# WHAT YOU SHOULD DO
Please give back, word for word, only the lines starting at the one containing "target: trumpet | mode: bbox" and ending at the one containing "target: black chin strap | mode: bbox" within the material below.

# INFORMATION GIVEN
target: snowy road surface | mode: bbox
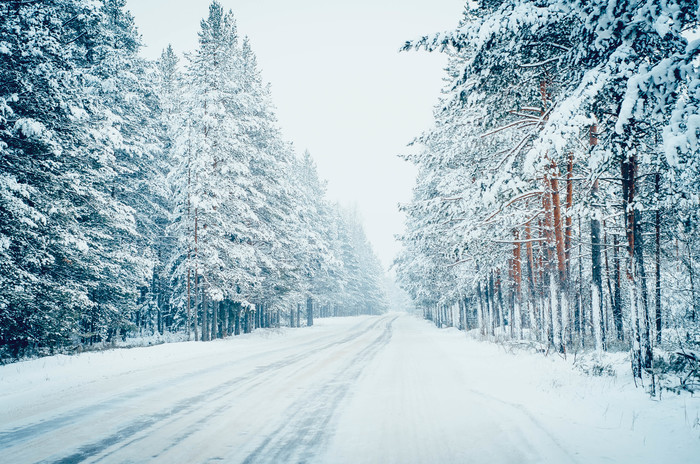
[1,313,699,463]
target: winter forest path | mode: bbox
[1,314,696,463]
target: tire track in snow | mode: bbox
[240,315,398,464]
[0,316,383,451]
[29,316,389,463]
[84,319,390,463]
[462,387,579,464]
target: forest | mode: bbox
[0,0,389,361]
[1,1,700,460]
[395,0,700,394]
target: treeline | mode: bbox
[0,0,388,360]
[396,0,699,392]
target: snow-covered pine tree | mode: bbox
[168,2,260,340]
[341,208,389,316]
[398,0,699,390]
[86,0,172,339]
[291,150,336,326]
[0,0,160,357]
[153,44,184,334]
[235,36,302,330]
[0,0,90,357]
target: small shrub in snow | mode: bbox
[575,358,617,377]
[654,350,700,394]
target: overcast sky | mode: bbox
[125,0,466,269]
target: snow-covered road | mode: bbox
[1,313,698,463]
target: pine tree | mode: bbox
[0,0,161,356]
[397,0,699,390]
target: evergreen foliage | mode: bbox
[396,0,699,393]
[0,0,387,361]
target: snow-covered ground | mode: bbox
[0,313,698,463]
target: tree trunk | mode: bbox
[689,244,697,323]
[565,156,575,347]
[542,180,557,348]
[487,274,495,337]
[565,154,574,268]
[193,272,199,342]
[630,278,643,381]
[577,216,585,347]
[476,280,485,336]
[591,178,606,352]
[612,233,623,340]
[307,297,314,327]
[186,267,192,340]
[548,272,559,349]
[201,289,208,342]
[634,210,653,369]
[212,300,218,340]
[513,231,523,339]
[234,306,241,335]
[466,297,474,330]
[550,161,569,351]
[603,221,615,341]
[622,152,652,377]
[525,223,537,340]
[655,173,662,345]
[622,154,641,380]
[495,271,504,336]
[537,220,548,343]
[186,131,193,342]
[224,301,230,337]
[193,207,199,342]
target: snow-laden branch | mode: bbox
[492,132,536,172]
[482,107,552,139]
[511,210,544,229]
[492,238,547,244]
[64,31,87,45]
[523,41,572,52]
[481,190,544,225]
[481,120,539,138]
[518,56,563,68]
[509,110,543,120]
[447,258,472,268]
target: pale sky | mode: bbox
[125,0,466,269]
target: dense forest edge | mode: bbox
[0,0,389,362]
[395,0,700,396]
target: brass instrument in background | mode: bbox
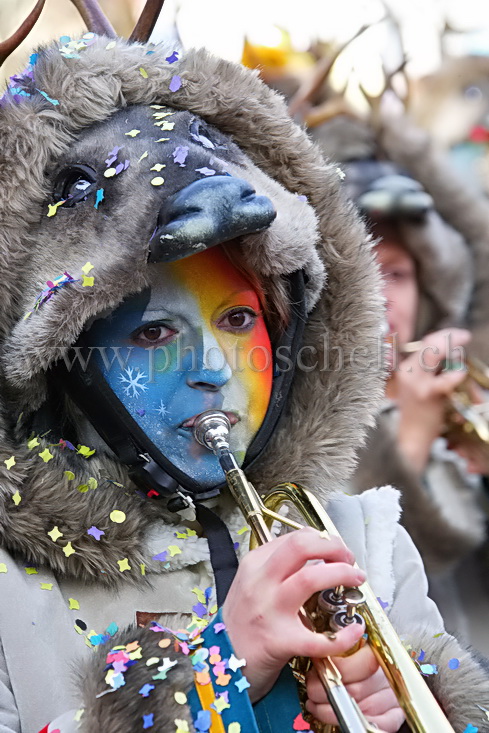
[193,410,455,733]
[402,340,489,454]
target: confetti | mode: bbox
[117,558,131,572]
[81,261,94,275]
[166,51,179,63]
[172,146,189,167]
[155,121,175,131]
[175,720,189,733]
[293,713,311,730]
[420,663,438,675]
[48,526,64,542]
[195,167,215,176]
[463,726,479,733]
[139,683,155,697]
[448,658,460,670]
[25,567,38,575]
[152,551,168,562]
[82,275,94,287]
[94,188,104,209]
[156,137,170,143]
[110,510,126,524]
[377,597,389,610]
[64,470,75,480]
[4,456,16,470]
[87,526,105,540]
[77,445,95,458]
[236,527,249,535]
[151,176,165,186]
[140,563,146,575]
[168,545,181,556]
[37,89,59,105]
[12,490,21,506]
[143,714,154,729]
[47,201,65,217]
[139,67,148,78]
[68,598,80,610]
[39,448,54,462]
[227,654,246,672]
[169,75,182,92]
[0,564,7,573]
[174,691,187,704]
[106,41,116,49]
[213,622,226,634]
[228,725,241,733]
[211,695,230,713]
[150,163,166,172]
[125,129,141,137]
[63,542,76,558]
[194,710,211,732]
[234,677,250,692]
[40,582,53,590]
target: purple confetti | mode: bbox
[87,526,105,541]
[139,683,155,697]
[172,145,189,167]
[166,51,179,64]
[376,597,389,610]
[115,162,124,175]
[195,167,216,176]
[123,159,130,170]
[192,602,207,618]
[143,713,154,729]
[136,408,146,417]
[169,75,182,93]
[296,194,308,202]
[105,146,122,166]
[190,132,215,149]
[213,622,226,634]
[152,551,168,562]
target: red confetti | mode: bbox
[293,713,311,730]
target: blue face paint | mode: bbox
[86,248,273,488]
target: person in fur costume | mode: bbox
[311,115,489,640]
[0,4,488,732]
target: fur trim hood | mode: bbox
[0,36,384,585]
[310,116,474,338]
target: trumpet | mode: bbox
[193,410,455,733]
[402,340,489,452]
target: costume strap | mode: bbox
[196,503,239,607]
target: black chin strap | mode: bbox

--

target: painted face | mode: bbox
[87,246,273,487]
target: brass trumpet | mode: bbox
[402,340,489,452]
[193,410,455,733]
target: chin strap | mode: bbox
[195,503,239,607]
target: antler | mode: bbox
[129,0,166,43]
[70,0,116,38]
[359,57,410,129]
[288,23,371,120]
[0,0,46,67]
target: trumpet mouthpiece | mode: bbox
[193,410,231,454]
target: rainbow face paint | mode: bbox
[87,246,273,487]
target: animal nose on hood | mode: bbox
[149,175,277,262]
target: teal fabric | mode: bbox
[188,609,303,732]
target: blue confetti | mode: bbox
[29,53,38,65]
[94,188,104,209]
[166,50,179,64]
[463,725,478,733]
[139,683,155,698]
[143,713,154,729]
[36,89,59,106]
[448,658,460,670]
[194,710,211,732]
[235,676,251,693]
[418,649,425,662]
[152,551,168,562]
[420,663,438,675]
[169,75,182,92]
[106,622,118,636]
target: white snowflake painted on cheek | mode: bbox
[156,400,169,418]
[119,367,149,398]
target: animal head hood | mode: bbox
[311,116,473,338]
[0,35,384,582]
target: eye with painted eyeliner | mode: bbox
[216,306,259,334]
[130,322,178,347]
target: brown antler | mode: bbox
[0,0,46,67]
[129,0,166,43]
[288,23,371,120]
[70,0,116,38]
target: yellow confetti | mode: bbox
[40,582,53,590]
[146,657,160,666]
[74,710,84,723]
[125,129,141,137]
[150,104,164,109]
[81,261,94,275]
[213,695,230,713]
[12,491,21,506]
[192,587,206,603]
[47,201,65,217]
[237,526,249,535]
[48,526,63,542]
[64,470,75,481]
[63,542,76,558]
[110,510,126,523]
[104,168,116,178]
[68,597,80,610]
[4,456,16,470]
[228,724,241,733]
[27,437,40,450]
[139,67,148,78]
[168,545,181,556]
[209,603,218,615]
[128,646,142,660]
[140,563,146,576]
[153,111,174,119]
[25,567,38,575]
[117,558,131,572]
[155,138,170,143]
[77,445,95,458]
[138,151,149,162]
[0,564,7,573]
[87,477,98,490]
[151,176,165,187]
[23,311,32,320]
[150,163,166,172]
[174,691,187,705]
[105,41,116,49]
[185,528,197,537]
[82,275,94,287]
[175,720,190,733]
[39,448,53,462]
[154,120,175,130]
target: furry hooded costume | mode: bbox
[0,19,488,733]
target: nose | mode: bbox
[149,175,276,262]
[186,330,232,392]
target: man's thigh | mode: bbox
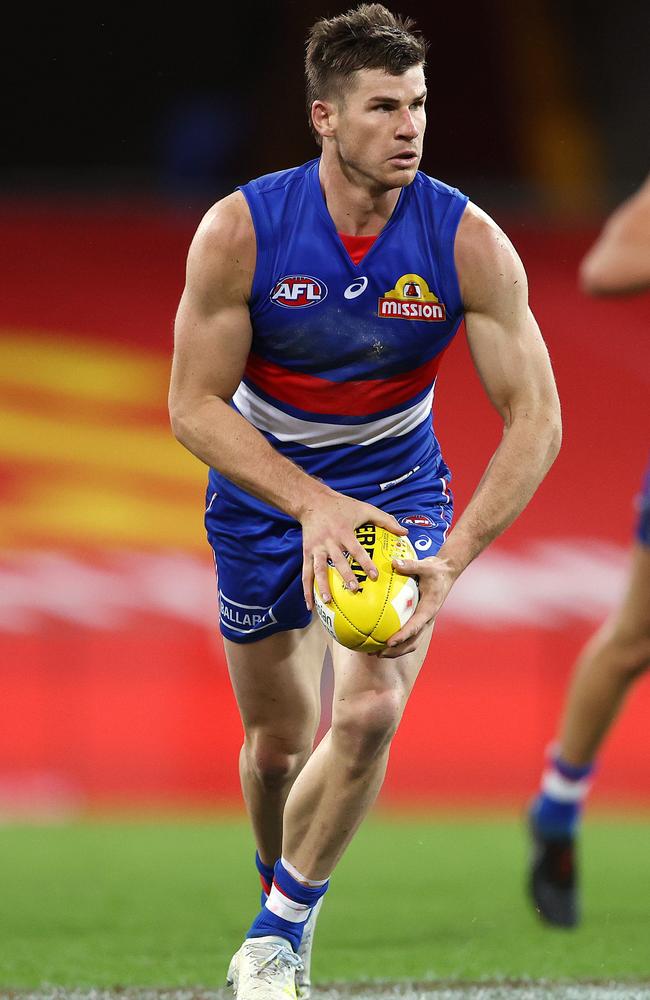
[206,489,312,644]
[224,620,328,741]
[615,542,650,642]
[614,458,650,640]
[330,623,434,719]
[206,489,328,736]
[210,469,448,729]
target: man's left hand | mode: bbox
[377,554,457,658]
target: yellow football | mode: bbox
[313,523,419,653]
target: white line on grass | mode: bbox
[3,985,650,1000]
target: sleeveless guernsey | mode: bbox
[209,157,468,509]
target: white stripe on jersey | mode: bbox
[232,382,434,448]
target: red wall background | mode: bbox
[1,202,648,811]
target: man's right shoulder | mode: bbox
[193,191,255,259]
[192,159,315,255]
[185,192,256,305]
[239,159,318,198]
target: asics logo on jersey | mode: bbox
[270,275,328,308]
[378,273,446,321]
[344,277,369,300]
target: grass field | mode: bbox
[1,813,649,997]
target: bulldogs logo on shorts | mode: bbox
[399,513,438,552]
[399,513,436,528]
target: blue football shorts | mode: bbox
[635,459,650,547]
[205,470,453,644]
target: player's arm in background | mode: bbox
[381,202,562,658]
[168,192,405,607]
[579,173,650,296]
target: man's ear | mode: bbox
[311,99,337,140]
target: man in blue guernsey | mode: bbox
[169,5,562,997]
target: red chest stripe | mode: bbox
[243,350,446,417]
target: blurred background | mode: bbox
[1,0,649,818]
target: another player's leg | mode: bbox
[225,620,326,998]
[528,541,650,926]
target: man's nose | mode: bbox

# SOLUTION TO THIS TASK
target: trumpet | mode: bbox
[193,410,455,733]
[402,340,489,452]
target: costume strap | mode: bbox
[196,503,239,607]
target: black chin strap | mode: bbox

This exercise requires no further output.